• [EXTRAIT À LIRE]
PJ HARVEY ÉGRÈNE LES IMAGES ET FANTÔMES QUI HANTENT SON 8e ALBUM, LET ENGLAND SHAKE. DE GOYA AU VELVET.

« Je suis dans le métier depuis 20 ans et j’ai l’impression que ma carrière ne fait que commencer. » Polly Jean Harvey a, du haut de ses 42 balais, l’âme et l’enthousiasme d’une jeune première. Sur son 8e disque, Let England Shake, qu’on peut presque présenter comme un concept-album consacré aux guerres et à ceux qui les mènent, la rockeuse du Dorset s’ouvre plus que jamais sur le monde.  » Je voulais refléter la planète sur laquelle nous vivons. Avec sa brutalité, ses conflits. Certains artistes atteignent leur plein potentiel très jeunes, comme nombre de ces auteurs formidables des XVIIe, XVIIIe et XIXe siècles qui étaient d’ailleurs souvent déjà morts à 25 ans. Moi, avant cet album, je ne me sentais pas capable d’écrire sur ce qu’il se passe dans le monde. »

Avec son esprit rebelle et son regard de poète, PJ a toujours cherché à explorer des territoires qui ne lui étaient pas familiers. Pour le coup, comme une correspondante de guerre, elle a observé l’Irak, l’Afghanistan, le Moyen-Orient et s’est plongée dans l’Histoire pour mieux nous montrer qu’elle se répète.

LE MONDE DU SILENCE

Terrence Malick est un formidable réalisateur. J’aime tous ses films. Et j’ai forcément regardé La Ligne rouge (photo). Mais Ken Loach, Valse avec Bachir d’Ari Folman et surtout Kubrick ont exercé une plus grande influence sur mon disque. Ils présentent des £uvres très descriptives, imagées, mais sans te dire ce que tu dois penser ou ressentir. Ils ne sont pas particulièrement dogmatiques, ne rejettent pas le doute et la critique. Kubrick avait tellement d’espace et de silence dans ses films que l’esprit pouvait y entrer et commencer à travailler… Le silence est un art dans la musique comme il l’est dans le cinéma. John Cage a écrit un livre entier à ce sujet. Le silence est la musique. Et il possède une force incroyable que j’ai quelque part toujours essayé d’utiliser dans mes chansons.

• [DONNÉES AFFICHÉES]
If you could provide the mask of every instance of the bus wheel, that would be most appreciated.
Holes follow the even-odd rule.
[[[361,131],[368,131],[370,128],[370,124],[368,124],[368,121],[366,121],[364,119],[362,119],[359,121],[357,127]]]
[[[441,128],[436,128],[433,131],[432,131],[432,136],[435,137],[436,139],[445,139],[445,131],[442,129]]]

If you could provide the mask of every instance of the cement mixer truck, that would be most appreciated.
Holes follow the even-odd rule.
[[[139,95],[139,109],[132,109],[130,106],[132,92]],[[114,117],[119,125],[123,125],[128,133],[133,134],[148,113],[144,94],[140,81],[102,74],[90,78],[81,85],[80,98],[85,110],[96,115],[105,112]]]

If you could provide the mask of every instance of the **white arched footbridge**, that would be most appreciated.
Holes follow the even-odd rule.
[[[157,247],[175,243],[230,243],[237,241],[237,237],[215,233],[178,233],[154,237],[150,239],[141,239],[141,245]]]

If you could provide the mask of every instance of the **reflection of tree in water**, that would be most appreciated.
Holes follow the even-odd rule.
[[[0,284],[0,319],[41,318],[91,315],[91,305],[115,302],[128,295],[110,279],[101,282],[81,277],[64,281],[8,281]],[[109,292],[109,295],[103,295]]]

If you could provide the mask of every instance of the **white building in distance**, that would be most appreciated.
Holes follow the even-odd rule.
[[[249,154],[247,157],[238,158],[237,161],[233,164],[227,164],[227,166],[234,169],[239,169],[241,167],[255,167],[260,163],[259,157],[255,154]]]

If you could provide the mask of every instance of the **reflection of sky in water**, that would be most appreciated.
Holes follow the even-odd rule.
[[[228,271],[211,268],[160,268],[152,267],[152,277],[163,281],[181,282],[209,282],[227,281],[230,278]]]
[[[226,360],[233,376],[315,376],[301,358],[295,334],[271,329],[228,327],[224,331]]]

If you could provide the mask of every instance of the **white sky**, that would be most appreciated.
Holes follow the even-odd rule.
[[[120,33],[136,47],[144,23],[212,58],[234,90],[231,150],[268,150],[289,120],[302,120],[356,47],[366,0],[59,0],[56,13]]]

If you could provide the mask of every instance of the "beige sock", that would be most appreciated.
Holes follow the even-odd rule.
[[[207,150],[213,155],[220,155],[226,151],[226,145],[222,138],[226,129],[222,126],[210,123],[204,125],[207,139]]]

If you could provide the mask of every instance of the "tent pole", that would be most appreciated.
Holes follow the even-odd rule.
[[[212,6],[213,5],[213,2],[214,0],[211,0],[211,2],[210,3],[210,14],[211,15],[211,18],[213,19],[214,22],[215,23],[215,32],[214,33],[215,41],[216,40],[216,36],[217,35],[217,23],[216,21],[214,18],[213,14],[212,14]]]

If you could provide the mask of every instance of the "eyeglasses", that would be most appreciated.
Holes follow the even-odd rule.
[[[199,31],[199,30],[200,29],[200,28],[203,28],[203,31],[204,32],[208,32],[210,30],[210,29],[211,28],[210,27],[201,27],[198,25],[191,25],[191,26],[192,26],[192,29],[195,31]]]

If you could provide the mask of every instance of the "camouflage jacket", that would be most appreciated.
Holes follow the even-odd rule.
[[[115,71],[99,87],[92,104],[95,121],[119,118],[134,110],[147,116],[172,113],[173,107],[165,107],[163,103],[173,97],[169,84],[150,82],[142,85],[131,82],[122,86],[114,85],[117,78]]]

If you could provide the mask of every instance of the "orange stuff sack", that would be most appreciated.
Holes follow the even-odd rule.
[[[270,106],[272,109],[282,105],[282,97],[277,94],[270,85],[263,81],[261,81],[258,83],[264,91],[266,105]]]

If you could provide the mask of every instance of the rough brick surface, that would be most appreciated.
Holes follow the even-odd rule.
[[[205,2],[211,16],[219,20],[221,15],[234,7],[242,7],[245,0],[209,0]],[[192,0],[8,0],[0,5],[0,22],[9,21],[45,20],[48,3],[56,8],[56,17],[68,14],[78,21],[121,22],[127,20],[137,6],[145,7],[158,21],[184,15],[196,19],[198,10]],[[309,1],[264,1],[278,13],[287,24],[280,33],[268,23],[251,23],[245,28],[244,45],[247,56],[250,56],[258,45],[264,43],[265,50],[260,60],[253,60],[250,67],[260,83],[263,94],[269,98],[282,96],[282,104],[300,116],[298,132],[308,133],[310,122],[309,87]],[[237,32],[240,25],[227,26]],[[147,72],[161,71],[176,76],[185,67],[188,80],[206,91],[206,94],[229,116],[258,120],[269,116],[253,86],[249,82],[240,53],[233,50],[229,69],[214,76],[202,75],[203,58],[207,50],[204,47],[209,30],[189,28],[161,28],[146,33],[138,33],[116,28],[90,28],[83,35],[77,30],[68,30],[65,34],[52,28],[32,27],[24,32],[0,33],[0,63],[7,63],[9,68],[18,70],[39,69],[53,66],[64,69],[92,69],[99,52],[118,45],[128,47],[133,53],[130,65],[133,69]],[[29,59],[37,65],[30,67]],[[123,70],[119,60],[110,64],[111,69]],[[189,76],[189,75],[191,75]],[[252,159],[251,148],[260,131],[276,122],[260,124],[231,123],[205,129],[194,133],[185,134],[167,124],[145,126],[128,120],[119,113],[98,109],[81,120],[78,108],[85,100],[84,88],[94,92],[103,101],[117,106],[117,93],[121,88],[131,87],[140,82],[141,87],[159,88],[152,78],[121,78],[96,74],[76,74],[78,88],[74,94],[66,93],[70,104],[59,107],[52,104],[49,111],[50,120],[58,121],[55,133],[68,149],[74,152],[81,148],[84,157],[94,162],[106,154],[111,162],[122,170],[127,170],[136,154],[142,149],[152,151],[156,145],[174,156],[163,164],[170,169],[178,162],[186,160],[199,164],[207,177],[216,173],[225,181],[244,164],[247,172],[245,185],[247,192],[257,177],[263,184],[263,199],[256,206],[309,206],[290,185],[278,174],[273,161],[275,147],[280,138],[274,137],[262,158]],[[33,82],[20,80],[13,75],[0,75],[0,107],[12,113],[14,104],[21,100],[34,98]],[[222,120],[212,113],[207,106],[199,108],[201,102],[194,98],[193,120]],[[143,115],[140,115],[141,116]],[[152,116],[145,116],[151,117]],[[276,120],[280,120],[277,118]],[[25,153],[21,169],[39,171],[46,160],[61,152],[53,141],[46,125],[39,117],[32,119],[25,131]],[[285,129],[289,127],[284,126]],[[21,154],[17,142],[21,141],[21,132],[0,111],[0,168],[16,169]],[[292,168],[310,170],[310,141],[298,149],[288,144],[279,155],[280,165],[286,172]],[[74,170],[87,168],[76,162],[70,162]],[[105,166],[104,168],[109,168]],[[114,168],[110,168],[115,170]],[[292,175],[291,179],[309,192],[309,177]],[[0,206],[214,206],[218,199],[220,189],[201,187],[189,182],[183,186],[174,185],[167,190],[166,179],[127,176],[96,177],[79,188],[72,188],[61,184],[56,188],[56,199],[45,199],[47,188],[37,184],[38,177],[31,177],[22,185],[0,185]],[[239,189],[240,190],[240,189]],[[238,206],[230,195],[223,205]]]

• [OBJECTIF]
Répondez à ces questions sur l'extrait consacré à PJ Harvey :
(a) Quel âge a Polly Jean Harvey ?
(b) Quels pays ou régions a-t-elle observés, « comme une correspondante de guerre » ?
(c) Qui a écrit un livre entier sur le silence ?
Appuyez-vous uniquement sur l'extrait.

• [RÉPONSE]
(a) 42 ans.
(b) L'Irak, l'Afghanistan et le Moyen-Orient.
(c) John Cage.